_Entries supplied_
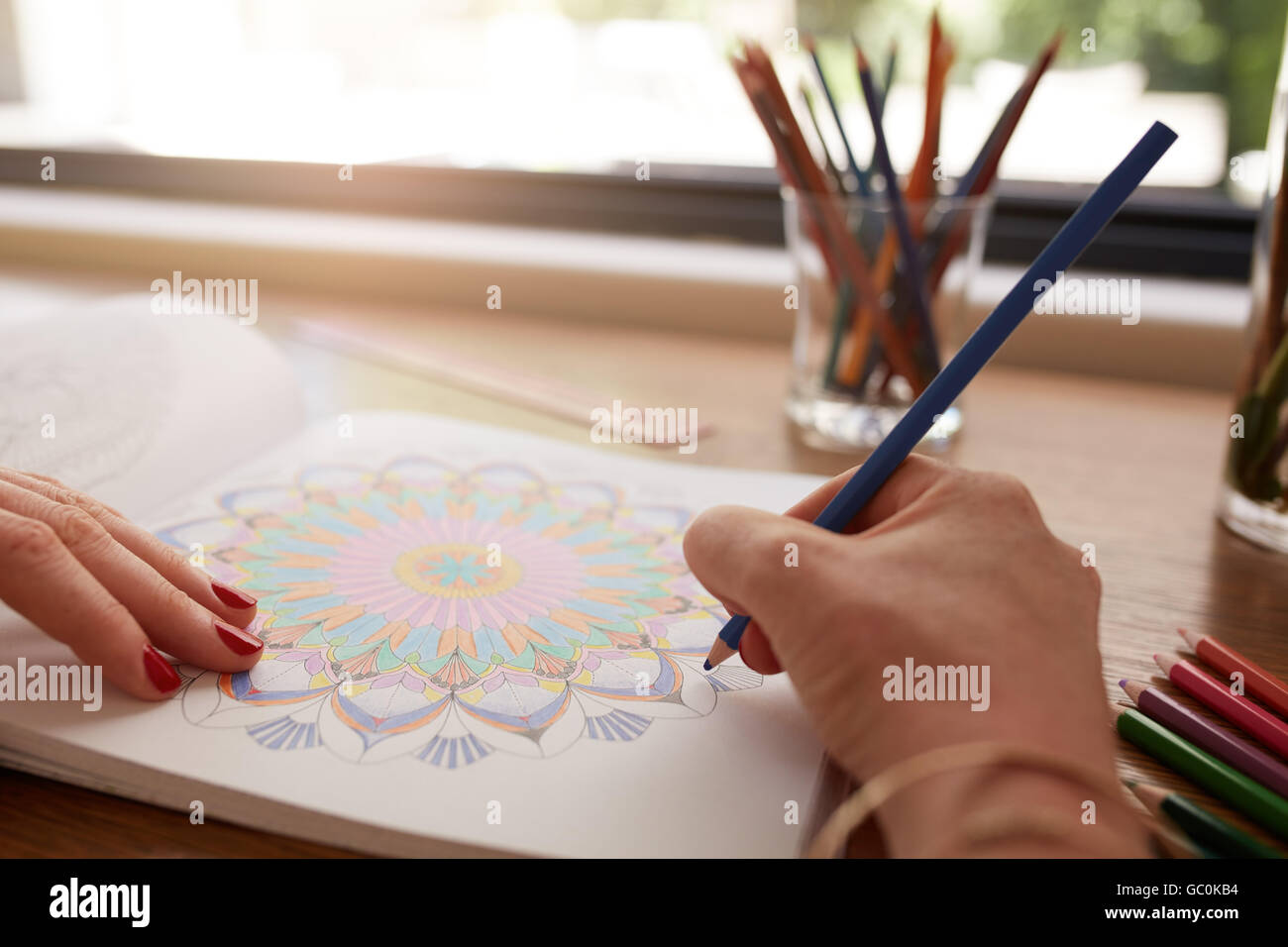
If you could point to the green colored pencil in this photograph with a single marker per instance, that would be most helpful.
(1207, 830)
(1267, 809)
(840, 321)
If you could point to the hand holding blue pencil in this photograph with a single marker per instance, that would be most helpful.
(983, 344)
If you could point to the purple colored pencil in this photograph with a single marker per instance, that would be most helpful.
(1236, 751)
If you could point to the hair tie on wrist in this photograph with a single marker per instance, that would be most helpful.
(880, 789)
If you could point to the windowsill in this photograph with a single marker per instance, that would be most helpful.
(1190, 331)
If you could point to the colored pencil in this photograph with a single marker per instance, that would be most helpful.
(1205, 827)
(1228, 748)
(1267, 809)
(983, 170)
(837, 174)
(853, 166)
(1256, 680)
(921, 180)
(982, 346)
(1234, 707)
(844, 303)
(909, 248)
(842, 256)
(892, 60)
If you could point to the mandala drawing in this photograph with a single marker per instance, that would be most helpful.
(449, 615)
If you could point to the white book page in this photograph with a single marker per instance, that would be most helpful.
(566, 714)
(137, 408)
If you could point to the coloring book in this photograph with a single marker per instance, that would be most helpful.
(476, 639)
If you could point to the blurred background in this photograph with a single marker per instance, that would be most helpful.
(546, 115)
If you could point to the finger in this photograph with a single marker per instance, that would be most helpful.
(772, 566)
(170, 618)
(230, 603)
(756, 652)
(912, 478)
(44, 582)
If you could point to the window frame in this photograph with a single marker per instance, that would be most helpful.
(1186, 232)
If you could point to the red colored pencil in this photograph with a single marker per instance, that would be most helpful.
(1237, 710)
(1257, 681)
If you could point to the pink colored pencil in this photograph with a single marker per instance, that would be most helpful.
(1260, 684)
(1236, 709)
(1248, 759)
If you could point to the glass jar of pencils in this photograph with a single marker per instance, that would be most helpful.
(1254, 489)
(875, 322)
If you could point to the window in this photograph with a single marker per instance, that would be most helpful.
(542, 110)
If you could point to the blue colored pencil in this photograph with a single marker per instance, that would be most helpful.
(861, 175)
(983, 344)
(913, 273)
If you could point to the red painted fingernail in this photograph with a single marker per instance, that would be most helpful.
(237, 641)
(160, 672)
(231, 596)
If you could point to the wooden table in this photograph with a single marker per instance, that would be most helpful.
(1132, 468)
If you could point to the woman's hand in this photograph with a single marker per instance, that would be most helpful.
(114, 591)
(952, 569)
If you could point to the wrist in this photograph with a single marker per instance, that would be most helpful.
(1010, 810)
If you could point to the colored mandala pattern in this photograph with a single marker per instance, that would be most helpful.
(450, 615)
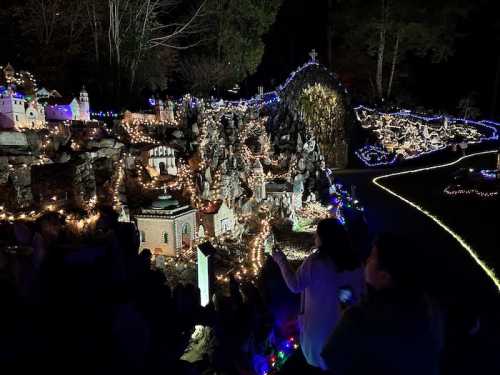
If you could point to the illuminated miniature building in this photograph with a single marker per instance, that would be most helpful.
(18, 113)
(166, 228)
(69, 109)
(216, 219)
(162, 159)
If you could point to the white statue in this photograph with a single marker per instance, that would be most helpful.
(206, 194)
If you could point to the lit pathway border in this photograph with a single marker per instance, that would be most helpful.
(460, 240)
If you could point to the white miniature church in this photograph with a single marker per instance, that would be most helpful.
(162, 160)
(77, 109)
(18, 113)
(166, 228)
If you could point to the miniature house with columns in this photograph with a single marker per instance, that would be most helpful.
(162, 160)
(215, 219)
(166, 228)
(18, 113)
(60, 109)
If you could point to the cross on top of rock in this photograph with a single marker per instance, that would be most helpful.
(314, 55)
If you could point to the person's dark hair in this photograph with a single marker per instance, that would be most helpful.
(336, 245)
(393, 251)
(108, 218)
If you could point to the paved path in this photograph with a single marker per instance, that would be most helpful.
(446, 268)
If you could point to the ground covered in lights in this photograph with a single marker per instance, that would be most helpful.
(474, 218)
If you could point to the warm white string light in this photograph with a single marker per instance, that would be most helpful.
(489, 271)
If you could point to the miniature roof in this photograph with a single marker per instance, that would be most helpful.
(66, 100)
(165, 202)
(211, 208)
(275, 187)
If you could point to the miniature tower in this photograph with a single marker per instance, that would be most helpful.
(84, 105)
(260, 181)
(9, 73)
(160, 111)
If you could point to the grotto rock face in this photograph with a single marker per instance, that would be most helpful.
(291, 127)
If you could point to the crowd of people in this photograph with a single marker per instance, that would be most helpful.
(93, 304)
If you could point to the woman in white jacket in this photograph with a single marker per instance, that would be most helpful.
(324, 279)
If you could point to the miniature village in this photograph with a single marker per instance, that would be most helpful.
(242, 176)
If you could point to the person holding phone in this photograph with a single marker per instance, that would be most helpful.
(324, 279)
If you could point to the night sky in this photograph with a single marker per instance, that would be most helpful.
(300, 26)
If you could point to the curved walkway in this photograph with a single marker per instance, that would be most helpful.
(472, 252)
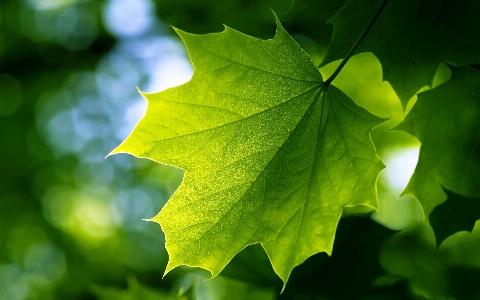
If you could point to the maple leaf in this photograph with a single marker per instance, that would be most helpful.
(271, 153)
(410, 38)
(446, 120)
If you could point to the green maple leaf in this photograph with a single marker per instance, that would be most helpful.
(136, 291)
(271, 154)
(446, 120)
(410, 38)
(456, 214)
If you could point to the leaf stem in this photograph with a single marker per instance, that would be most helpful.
(357, 43)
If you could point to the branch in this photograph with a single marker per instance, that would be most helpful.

_What you should do_
Would you set down the entries exactly as given, minus their pictures?

_Exercise output_
If you could point to the green colored pencil in this photograph with a single marker per instance, that would be most helpful.
(1207, 830)
(1267, 809)
(840, 321)
If you could point to the hand holding blue pencil in this photograph with a single marker per instance, that would be most helpful.
(983, 344)
If you could point to the purple colored pencil in this photograph with a single marker per instance, that would be most helpful.
(1236, 751)
If you could point to the hair tie on wrist in this photograph with a single marker per instance, that would be most helpful.
(880, 789)
If you could point to the windowsill in this photograph with a single marker per instance, that would be most helpful.
(1190, 331)
If you could point to the colored pencil in this photograph with a single marker per instance, that would be most helpful.
(1205, 827)
(1228, 748)
(1267, 809)
(983, 170)
(837, 174)
(853, 166)
(1256, 680)
(921, 180)
(982, 346)
(1234, 707)
(844, 303)
(909, 248)
(842, 256)
(892, 60)
If you could point to the mandala drawing in this photograph with a single marker per instance, that would be most helpful.
(449, 615)
If you could point to the white book page in this photograph with a single marker per instance, that would be most helpful.
(566, 714)
(137, 408)
If you could point to the coloring book in this photograph with a single marker per instance, that would be most helpful.
(476, 639)
If you could point to the blurred background in this photograph with a single marker per instance, that would be most helpful.
(546, 115)
If you could point to the finger in this photograph with a single marker per instance, that would be most helpful.
(772, 566)
(170, 618)
(230, 603)
(756, 652)
(912, 478)
(44, 582)
If you could point to the window frame in this photograph with a single marker per instance, that would be most helpful.
(1186, 232)
If you could point to the red colored pencil in this photograph with a single marker per instance, that would be most helpful.
(1237, 710)
(1257, 681)
If you could point to the pink colored pencil in this photograph with a single marker per instance, that would be most helpful.
(1260, 684)
(1236, 709)
(1248, 759)
If you could point to the glass jar of pencils in this photograph with a single marker per instance, that would be most helpful.
(1254, 489)
(875, 322)
If you could point to the window in this photograph with a single marker per instance, that would be most helpful.
(542, 110)
If you could point to the blue colored pencil in this photograph with a single marker per instance, that would be most helpful.
(861, 175)
(983, 344)
(913, 273)
If you could point to the red painted fingernail in this photograph with a single marker per instance, that would be most helpful.
(237, 641)
(160, 672)
(231, 596)
If you could point to the wooden table in this photograph with a single marker per instance, that would be most helpful.
(1132, 468)
If you could point to the woman's hand in this photograph with a single marker per instance, that would be most helpful.
(114, 591)
(952, 569)
If you could point to the wrist in this photograph with a single marker per instance, that would be most helpful.
(1010, 810)
If you could point to the colored mandala pattern in this photograph with a single marker per instance, that would be most helpful.
(450, 615)
If you could point to the illuminated miniature building in this photograph with a single marker per instance, that would be most helpful.
(18, 113)
(166, 228)
(69, 109)
(216, 219)
(162, 159)
If you could point to the white statue in this photograph with a single marker per instance, that would be most helpful.
(206, 194)
If you could point to the lit pathway border in this photograph with a single marker per instance, that would be most helpful.
(460, 240)
If you could point to the white miniature church in this photograph with a single marker per instance, that would be most helpful.
(162, 160)
(77, 109)
(18, 113)
(166, 228)
If you could point to the miniature house with columns in this photograph with a single marker per instance, that would be most helpful.
(162, 160)
(215, 219)
(166, 228)
(18, 113)
(60, 109)
If you could point to the cross on top of rock in this photograph with a single marker per instance, that would be most helpful.
(314, 55)
If you could point to the person's dark hair in this photograph with a single marker per instance, that would be most helpful.
(336, 245)
(393, 251)
(108, 218)
If you could point to the paved path in this photograph with a single marker per instance, that would be most helpful.
(446, 268)
If you could point to the ground covered in lights in this photograph with a single marker per instance, that would be most helpful.
(474, 218)
If you could point to the warm white string light in this photograph with a single marker per instance, that would be most helpful.
(489, 271)
If you could point to the miniature roof in this photograph with a single marker per instance, that would be most helpful.
(66, 100)
(165, 202)
(211, 208)
(275, 187)
If you could point to the miniature tower in this photograph with a single marker per instance, that would be most helpful.
(84, 105)
(260, 181)
(9, 73)
(160, 111)
If you could point to the grotto rock face in this photograph with a single marker per instance, that would be most helpful.
(291, 127)
If you could point to the crowd of people in this photograph with a single marker per instance, that would be most helpful.
(93, 304)
If you could point to the woman in white jacket in this photograph with a single marker per instance, that would be most helpful.
(324, 279)
If you could point to the miniature village in this photograph with a single marker per instance, that would be most helpful.
(242, 176)
If you could point to the person holding phone in this photograph with a single marker per instance, that would be most helpful.
(324, 279)
If you could point to the night sky in this photograph with a single marker per instance, that would be most helpful.
(300, 26)
If you could point to the curved walkway in this photograph with a single marker per instance, that would be most helpful.
(472, 252)
If you could point to the maple leaf in this photograph with a single marker per instance, that would be most helpful.
(271, 153)
(410, 38)
(446, 120)
If you could point to the green maple leaf in this photograph with a single marker per instance, that would be most helpful.
(136, 291)
(271, 154)
(446, 120)
(410, 38)
(456, 214)
If you could point to the leaf stem in this photograph with a single marker per instance, that would be most helpful.
(357, 43)
If you could point to the branch in this photograph with a single marker per instance, that would be most helpful.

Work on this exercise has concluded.